_Short task_:
Reproduce the lines of each of the following records word for word.

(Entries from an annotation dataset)
>> Start

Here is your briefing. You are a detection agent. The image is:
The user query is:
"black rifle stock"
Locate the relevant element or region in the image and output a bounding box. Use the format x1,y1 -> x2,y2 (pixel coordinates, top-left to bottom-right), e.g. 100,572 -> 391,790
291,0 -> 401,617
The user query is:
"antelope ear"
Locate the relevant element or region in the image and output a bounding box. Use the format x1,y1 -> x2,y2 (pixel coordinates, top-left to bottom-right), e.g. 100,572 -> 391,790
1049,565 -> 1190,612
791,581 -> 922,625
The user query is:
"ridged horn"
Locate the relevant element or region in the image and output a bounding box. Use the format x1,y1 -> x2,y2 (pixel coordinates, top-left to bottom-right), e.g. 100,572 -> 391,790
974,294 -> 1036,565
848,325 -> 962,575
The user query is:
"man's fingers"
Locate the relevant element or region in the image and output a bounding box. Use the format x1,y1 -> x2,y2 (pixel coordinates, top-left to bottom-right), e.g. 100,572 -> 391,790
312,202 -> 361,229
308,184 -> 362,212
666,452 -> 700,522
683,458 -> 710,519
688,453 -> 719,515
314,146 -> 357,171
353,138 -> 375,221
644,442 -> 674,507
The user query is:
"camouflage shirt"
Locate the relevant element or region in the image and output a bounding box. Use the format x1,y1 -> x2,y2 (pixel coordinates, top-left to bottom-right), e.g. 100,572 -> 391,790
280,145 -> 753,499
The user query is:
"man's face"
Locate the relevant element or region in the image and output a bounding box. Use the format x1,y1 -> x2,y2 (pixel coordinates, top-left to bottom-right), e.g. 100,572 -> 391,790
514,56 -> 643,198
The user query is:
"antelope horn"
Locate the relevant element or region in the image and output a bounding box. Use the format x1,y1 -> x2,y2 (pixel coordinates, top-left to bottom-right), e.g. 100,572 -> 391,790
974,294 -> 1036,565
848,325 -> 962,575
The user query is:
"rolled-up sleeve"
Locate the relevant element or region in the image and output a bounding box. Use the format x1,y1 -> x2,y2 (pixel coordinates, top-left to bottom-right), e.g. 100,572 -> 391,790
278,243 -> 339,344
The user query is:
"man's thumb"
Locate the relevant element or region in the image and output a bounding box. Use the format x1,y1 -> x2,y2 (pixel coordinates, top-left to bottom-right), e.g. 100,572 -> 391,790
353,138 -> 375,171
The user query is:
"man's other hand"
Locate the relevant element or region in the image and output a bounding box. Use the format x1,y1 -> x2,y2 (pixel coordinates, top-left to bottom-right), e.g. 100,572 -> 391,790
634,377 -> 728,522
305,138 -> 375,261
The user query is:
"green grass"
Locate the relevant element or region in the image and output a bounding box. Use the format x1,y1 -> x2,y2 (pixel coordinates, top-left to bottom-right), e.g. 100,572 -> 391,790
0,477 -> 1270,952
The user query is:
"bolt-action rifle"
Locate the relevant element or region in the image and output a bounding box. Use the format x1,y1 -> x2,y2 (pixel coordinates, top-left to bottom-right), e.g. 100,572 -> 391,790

>> End

_Solution_:
Here is your briefing. You are a detection agent. The image is:
The user query is:
"black rifle stock"
Locate the relevant element or region in the image and output a bounding box. Use the format x1,y1 -> x2,y2 (pixel coordinates, top-left to bottom-right), e.g. 100,572 -> 391,790
291,0 -> 401,617
The user query is:
"antelope ear"
Locate the relevant element or region in the image and output a bounding box. Use the format x1,y1 -> x2,y2 (pixel coordinates, top-left to bottom-right), e.g. 100,572 -> 391,790
1049,565 -> 1190,612
791,581 -> 922,625
The user query is:
"ridged horn"
Locate the relevant element or region in the image and output a bounding box. Use the format x1,y1 -> x2,y2 (pixel coordinates, top-left to bottom-right), e.g. 100,572 -> 391,790
974,294 -> 1036,565
848,325 -> 962,575
The user query is:
"man's fingers"
Locate the relevant element or region in the image and output a bounding box. Use the format x1,y1 -> x2,y2 (pixel coordinates, top-left to bottom-right), e.g. 100,572 -> 391,790
312,202 -> 361,229
308,184 -> 362,212
666,452 -> 700,522
683,458 -> 710,519
688,453 -> 719,515
314,146 -> 357,171
353,138 -> 375,221
644,442 -> 674,507
The user query is:
"camouflage shirt"
Locate the relevant element or region in the image and output a bounding box. Use the format x1,y1 -> x2,y2 (pixel coordinates, top-left to bottom-right), e.g. 100,572 -> 391,790
280,145 -> 753,499
The user query is:
"man's face"
Locate the relevant element or region in the image and output a bounding box. Use the format x1,y1 -> x2,y2 (pixel coordinates, top-left to bottom-right), e.g. 100,572 -> 391,790
514,56 -> 643,198
The user query is:
"antelope horn"
Locate the relevant element or region in the image and output a bounding box. Use the format x1,y1 -> x2,y2 (pixel coordinates, top-left to bottom-right), e.g. 100,572 -> 391,790
974,294 -> 1036,565
848,325 -> 962,575
The user query is:
"rolled-up sleeve"
Locate the relevant element or region in the image and output a bounding box. Use the format x1,y1 -> x2,y2 (pixel coordinates, top-left to bottom-right), e.g. 100,572 -> 391,790
278,243 -> 339,344
The user query is:
"man's thumb"
Locate the relevant element or region in the image and output a bounding box. Use the format x1,y1 -> x2,y2 (pixel coordinates, top-left to bottom-right), e.g. 100,572 -> 391,790
353,138 -> 375,171
The user query is:
"man's other hand"
Locate the relevant element or region in the image and output a bounding box. Use the format x1,y1 -> x2,y2 (pixel coordinates, top-left to bottom-right), e.g. 100,572 -> 391,790
634,377 -> 728,522
305,138 -> 375,261
The user query is:
"green grass"
Locate the relevant element or region in the image and output a bounding box. Use the format x1,y1 -> x2,y2 (pixel coordinates, top-left to bottom-right), e.g. 100,572 -> 391,790
0,477 -> 1270,952
The user query is:
"bolt-action rifle"
Locate the relevant element or region in the image and output a bounding box. Use the format x1,y1 -> x2,y2 (pixel coordinates, top-left to bottom-right), e.g. 100,572 -> 391,790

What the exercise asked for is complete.